YOUR TASK >> Where in the data below does the word "pavement" appear? Copy each line that holds it.

RECORDED DATA >>
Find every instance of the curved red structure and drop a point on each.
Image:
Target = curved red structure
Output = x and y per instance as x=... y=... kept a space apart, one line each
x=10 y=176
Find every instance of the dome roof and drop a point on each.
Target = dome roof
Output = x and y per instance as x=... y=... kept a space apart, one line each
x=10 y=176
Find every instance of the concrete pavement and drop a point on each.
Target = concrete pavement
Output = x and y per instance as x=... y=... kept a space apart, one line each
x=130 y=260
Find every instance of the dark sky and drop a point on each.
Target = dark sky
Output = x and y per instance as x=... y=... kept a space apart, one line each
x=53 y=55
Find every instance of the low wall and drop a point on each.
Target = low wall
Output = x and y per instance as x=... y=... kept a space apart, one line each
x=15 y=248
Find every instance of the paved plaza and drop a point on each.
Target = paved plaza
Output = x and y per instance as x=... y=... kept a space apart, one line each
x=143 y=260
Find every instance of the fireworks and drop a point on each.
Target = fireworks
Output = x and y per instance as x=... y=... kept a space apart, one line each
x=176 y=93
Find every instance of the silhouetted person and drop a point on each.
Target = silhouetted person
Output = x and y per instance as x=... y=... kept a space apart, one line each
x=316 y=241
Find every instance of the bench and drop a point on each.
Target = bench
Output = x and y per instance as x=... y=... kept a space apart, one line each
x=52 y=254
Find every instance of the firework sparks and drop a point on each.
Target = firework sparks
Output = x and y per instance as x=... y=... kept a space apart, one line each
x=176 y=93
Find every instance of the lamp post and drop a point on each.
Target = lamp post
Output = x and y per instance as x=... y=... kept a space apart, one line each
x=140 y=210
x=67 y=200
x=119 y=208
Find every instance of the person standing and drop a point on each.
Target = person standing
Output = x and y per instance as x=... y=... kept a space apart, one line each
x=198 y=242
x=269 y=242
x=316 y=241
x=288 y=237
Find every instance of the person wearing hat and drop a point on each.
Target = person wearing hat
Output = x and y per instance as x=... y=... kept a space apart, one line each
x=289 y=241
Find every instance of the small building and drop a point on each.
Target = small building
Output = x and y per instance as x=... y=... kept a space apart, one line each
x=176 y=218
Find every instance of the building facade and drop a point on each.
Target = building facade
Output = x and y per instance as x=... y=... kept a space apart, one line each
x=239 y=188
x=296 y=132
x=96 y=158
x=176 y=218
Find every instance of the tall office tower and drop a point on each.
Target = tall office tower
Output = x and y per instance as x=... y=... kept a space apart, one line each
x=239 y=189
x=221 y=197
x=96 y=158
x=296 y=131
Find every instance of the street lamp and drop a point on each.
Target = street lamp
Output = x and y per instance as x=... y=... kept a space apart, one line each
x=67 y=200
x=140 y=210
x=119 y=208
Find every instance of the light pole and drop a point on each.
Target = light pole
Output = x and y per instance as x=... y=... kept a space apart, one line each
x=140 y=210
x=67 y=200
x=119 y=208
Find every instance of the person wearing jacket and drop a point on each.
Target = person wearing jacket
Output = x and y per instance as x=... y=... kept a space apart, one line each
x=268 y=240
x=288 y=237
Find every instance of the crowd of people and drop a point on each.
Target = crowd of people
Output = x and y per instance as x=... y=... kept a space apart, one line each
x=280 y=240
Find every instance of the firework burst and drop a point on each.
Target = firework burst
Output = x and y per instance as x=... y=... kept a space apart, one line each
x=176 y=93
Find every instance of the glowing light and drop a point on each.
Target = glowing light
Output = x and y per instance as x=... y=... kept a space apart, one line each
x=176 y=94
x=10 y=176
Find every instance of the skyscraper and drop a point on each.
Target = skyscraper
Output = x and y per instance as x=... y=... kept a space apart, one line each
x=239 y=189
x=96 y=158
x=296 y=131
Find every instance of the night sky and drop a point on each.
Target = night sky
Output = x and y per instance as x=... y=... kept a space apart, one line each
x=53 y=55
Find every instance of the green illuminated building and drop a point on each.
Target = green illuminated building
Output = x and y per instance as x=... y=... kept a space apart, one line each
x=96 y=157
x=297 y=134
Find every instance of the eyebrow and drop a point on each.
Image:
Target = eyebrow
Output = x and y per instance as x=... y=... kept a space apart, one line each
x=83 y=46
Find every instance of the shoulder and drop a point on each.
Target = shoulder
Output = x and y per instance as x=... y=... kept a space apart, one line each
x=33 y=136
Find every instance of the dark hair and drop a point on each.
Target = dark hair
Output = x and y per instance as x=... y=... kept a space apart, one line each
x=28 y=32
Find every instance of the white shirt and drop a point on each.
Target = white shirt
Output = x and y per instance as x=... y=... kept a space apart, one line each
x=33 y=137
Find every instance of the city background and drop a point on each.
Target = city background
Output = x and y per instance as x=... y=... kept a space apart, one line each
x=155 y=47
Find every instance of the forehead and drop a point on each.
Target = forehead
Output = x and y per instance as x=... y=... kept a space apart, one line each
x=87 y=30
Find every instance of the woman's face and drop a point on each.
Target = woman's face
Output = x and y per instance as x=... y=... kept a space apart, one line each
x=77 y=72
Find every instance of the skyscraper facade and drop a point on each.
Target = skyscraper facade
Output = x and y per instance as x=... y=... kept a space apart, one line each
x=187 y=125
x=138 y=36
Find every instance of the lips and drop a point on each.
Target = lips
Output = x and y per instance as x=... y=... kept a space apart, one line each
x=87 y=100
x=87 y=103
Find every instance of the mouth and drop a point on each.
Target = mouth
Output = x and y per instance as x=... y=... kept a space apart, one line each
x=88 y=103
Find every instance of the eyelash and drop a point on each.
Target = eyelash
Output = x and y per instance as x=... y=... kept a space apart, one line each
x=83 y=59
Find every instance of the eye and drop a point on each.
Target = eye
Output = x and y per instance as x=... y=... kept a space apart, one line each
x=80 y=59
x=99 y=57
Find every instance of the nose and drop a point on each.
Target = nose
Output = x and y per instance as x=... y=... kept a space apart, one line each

EXERCISE RESULT >>
Find every instance of the concrete pavement and drop a point on each.
Target = concrete pavement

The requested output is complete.